Position annotation records:
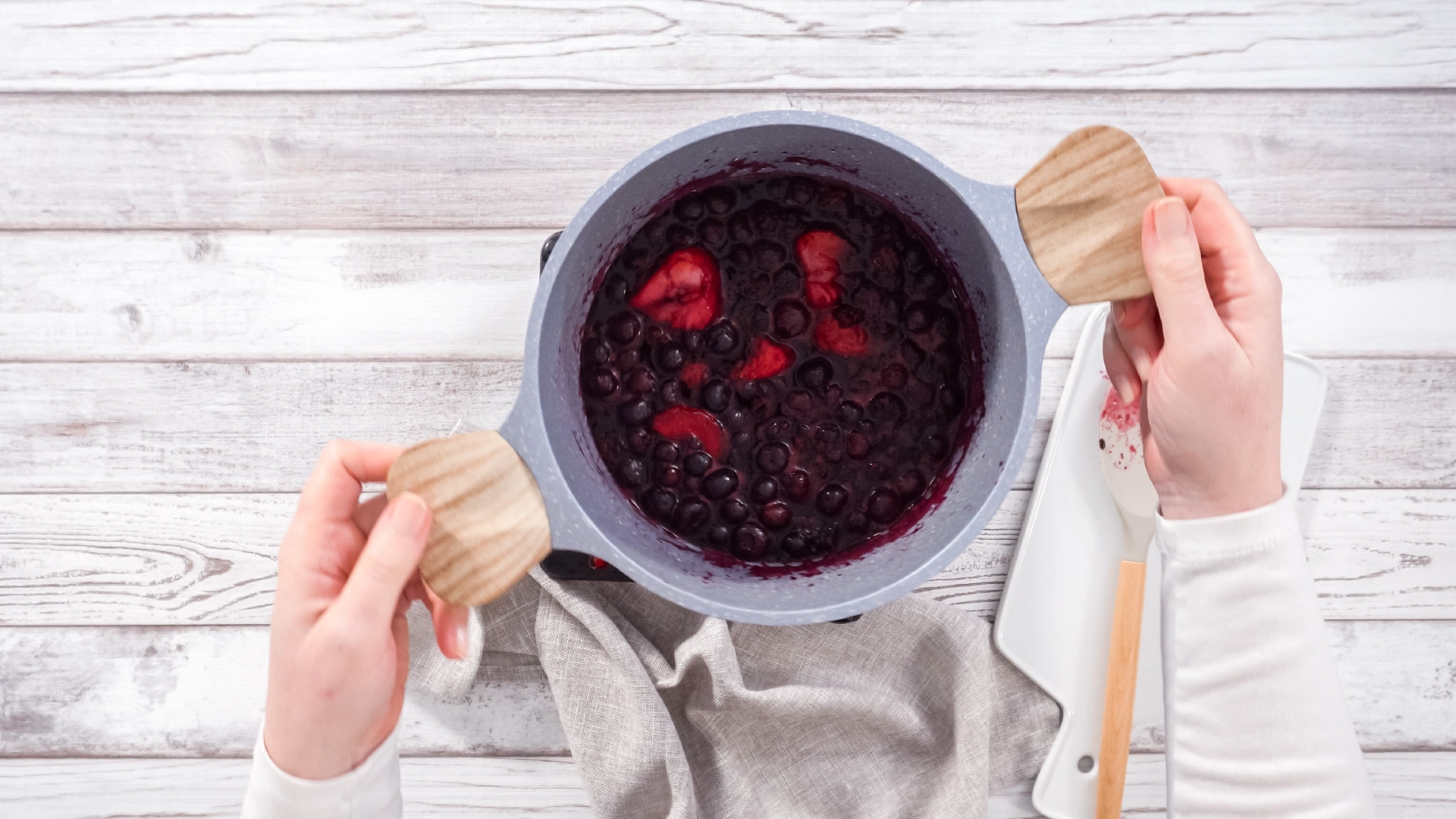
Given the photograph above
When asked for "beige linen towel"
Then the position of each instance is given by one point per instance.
(906, 713)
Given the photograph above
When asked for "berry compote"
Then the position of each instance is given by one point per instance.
(778, 369)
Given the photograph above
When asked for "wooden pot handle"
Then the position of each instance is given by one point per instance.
(490, 519)
(1081, 215)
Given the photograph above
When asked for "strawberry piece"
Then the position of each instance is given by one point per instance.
(766, 359)
(820, 256)
(693, 373)
(685, 293)
(679, 423)
(833, 337)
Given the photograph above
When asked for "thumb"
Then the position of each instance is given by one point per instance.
(388, 561)
(1175, 271)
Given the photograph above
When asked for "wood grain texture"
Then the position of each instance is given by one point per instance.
(433, 295)
(1407, 786)
(693, 44)
(381, 161)
(490, 519)
(199, 691)
(1081, 210)
(210, 558)
(258, 428)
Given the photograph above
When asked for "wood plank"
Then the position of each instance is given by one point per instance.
(376, 161)
(235, 428)
(1407, 786)
(210, 558)
(199, 691)
(674, 44)
(392, 295)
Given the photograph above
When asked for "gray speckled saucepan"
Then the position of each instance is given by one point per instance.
(979, 232)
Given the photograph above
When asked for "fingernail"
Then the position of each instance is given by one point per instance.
(410, 516)
(1171, 219)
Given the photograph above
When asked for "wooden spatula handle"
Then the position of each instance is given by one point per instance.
(490, 518)
(1081, 213)
(1122, 686)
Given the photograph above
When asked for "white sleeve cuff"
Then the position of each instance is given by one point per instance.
(369, 792)
(1231, 535)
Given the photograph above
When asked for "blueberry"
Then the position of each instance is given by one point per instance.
(832, 499)
(623, 328)
(750, 541)
(883, 506)
(689, 207)
(596, 353)
(672, 392)
(789, 318)
(887, 409)
(635, 413)
(698, 464)
(641, 381)
(632, 472)
(734, 510)
(670, 357)
(775, 515)
(721, 338)
(691, 515)
(795, 544)
(717, 394)
(599, 382)
(764, 490)
(772, 458)
(721, 483)
(660, 503)
(669, 475)
(795, 485)
(909, 484)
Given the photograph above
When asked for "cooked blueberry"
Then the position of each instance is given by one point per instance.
(832, 499)
(670, 357)
(775, 515)
(596, 353)
(795, 485)
(660, 503)
(750, 541)
(883, 506)
(691, 515)
(635, 413)
(720, 483)
(632, 472)
(641, 381)
(698, 464)
(721, 338)
(772, 458)
(717, 394)
(814, 375)
(623, 328)
(887, 409)
(734, 510)
(599, 382)
(764, 490)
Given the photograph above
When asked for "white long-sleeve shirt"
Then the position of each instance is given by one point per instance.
(1256, 719)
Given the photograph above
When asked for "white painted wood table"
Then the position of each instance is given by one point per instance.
(231, 234)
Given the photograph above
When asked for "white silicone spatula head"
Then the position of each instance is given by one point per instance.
(1120, 438)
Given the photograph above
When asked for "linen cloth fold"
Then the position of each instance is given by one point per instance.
(673, 714)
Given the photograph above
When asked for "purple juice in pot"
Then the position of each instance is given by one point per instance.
(778, 369)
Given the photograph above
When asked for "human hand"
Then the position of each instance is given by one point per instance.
(1204, 356)
(340, 646)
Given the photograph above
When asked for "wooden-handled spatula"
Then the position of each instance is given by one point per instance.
(1120, 439)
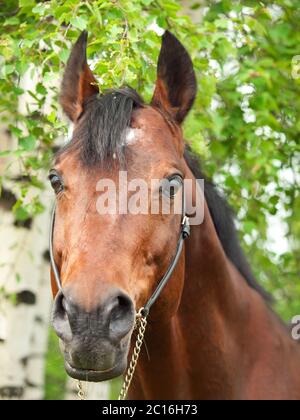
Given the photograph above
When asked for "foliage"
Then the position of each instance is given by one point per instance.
(55, 372)
(245, 122)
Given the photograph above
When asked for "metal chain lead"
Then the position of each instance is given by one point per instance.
(80, 393)
(141, 323)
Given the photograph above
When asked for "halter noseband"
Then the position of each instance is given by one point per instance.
(184, 233)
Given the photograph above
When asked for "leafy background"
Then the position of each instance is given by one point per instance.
(245, 124)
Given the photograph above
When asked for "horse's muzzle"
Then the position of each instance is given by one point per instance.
(95, 344)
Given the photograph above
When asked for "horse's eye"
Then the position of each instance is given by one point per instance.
(171, 186)
(56, 182)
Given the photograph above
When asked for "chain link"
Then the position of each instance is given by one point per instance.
(140, 324)
(80, 393)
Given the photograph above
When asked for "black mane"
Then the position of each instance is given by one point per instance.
(100, 137)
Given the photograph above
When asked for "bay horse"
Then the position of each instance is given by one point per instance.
(211, 333)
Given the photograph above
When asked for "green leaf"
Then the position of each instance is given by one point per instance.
(28, 143)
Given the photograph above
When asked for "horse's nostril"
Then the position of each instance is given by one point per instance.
(121, 317)
(124, 304)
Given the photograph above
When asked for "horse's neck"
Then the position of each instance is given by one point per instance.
(205, 350)
(191, 345)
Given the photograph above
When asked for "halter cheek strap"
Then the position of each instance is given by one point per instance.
(184, 233)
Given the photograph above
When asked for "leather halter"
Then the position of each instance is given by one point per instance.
(184, 233)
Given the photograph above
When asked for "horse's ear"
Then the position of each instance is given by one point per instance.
(176, 85)
(78, 81)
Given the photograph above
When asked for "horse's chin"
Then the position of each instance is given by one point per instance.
(89, 375)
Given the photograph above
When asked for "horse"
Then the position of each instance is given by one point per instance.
(211, 333)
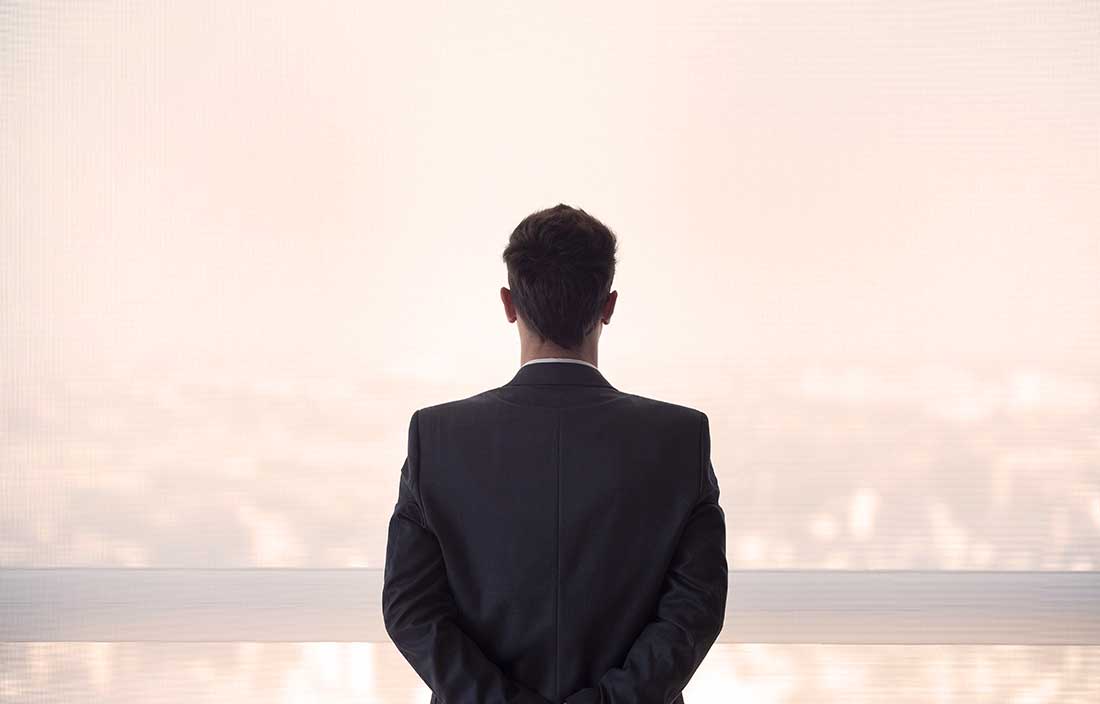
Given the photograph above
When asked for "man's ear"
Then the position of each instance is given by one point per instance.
(609, 307)
(509, 310)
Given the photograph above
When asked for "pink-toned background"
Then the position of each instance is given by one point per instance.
(239, 245)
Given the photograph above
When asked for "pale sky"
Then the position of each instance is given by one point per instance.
(197, 187)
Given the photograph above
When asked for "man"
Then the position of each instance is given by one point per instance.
(557, 539)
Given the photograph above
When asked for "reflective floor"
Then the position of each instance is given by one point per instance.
(299, 673)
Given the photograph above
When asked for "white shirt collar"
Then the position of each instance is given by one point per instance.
(557, 359)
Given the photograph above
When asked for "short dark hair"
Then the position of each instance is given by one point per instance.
(561, 263)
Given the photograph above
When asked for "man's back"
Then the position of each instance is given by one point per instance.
(557, 538)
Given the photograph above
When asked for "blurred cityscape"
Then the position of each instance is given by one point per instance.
(858, 468)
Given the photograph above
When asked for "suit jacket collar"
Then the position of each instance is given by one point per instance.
(568, 373)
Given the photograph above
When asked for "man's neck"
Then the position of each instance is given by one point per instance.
(539, 353)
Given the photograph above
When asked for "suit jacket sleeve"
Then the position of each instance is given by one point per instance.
(419, 612)
(690, 612)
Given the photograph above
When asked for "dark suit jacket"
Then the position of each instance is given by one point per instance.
(556, 539)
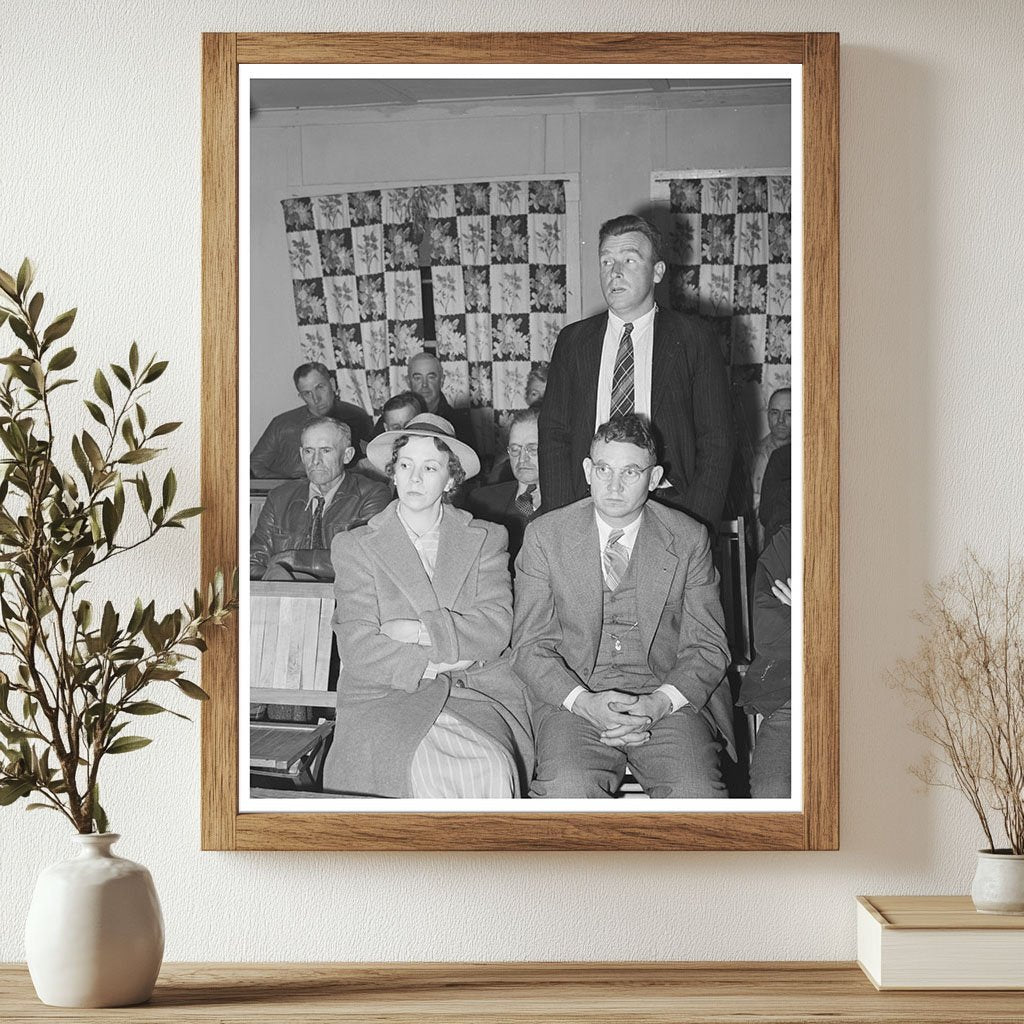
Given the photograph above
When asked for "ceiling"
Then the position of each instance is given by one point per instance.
(289, 93)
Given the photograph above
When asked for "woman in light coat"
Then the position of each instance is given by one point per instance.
(427, 708)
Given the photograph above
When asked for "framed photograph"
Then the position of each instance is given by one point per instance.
(489, 247)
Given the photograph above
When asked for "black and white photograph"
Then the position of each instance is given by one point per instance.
(520, 379)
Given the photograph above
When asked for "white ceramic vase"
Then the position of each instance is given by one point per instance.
(95, 935)
(998, 883)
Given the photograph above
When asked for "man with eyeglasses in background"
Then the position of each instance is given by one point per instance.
(619, 635)
(513, 504)
(275, 455)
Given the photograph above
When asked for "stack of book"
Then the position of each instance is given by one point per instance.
(938, 942)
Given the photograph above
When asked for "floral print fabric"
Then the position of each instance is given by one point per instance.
(497, 254)
(729, 261)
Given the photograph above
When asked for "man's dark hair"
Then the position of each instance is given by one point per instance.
(530, 415)
(456, 471)
(631, 222)
(628, 429)
(309, 368)
(404, 399)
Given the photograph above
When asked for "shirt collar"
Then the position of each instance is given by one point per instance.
(629, 537)
(640, 324)
(328, 495)
(413, 536)
(521, 489)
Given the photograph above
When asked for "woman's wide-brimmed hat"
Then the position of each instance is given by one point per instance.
(379, 451)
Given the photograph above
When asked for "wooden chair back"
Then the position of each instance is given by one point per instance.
(731, 559)
(291, 640)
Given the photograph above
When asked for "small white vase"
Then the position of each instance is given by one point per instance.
(998, 883)
(95, 935)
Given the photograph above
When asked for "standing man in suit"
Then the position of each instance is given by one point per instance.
(512, 505)
(638, 358)
(276, 453)
(293, 535)
(619, 635)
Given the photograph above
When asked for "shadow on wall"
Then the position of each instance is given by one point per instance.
(888, 321)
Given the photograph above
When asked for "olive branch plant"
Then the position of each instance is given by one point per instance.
(80, 674)
(967, 682)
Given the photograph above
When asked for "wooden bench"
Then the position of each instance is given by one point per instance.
(291, 640)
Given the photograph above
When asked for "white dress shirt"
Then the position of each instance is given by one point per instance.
(628, 541)
(643, 352)
(535, 497)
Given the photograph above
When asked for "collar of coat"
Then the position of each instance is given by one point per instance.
(458, 550)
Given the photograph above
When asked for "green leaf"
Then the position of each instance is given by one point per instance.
(62, 359)
(125, 744)
(109, 625)
(144, 497)
(110, 521)
(170, 487)
(192, 690)
(92, 451)
(155, 371)
(143, 708)
(8, 285)
(35, 308)
(185, 514)
(128, 433)
(59, 327)
(14, 790)
(26, 274)
(80, 458)
(102, 388)
(98, 815)
(84, 614)
(138, 455)
(95, 412)
(20, 329)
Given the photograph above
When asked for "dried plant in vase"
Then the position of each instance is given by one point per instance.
(967, 683)
(83, 671)
(76, 673)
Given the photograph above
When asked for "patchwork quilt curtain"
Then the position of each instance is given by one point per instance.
(729, 254)
(497, 257)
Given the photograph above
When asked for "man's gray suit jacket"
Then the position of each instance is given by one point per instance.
(559, 609)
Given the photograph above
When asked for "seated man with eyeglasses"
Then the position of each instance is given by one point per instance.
(293, 535)
(619, 635)
(275, 455)
(512, 505)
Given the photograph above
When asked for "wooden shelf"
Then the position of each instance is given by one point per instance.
(540, 993)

■ What is asked
Can you rewrite everything from the start of the records down to the line containing "(1231, 535)", replacing "photograph" with "image" and leaving the pictures out?

■ Response to the task
Given the image above
When asked for "beige linen towel"
Then the position of each instance is given by one point per instance.
(906, 713)
Given the image above
When asked for "berry compote"
Then the position of each instance is given by one point per instance.
(778, 369)
Given the image above
When asked for "wooden pot handle"
Then the position of each instance is given by one point per instance.
(490, 519)
(1081, 215)
Given the image above
When asked for "strawberry piece"
Then the position of each instance is given by one point per instance.
(766, 359)
(820, 256)
(693, 373)
(685, 293)
(679, 423)
(833, 337)
Given the image above
When asked for "thumb"
Then the position of each instance is given by one point per instance.
(388, 561)
(1175, 271)
Given the image above
When asked for "wood grain texture"
Then the position of each instance is given by one point per instance.
(433, 295)
(1407, 786)
(693, 44)
(381, 161)
(490, 519)
(199, 691)
(1081, 210)
(210, 558)
(258, 428)
Given the image above
When asked for "wood plank"
Then the position of each instance is given by one point per instance.
(376, 161)
(235, 428)
(1407, 786)
(210, 558)
(199, 691)
(674, 44)
(392, 295)
Given the image above
When asked for "gray speckled saucepan"
Then the position of each instance is given by one point per instance.
(979, 232)
Given the image above
When asked for "fingernail"
Then the position of each instance is given by one point per instance.
(410, 516)
(1171, 219)
Given the image above
When asked for "wooden spatula handle"
Then the position of each instance is given by one point per instance.
(490, 518)
(1081, 213)
(1122, 686)
Given the image above
When asked for "white sleeve cuff"
Then the position of each instance is given by one point per instance.
(369, 792)
(1231, 535)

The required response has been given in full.